[BEGIN RECORDS FOR THE TASK]

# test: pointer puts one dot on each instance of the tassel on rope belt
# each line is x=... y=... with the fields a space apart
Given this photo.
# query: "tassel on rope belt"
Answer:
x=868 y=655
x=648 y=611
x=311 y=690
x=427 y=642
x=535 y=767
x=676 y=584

[END RECORDS FOR THE TASK]

GOAL:
Quote every item above verbatim, reproducing each line without any change.

RESPONSE TO THE TASK:
# test: pointer puts one dot on each instance of the tassel on rope belt
# each line is x=... y=... with the fields a space apart
Given this photo.
# query: "tassel on rope belt"
Answer:
x=868 y=655
x=648 y=611
x=311 y=690
x=427 y=642
x=535 y=767
x=676 y=584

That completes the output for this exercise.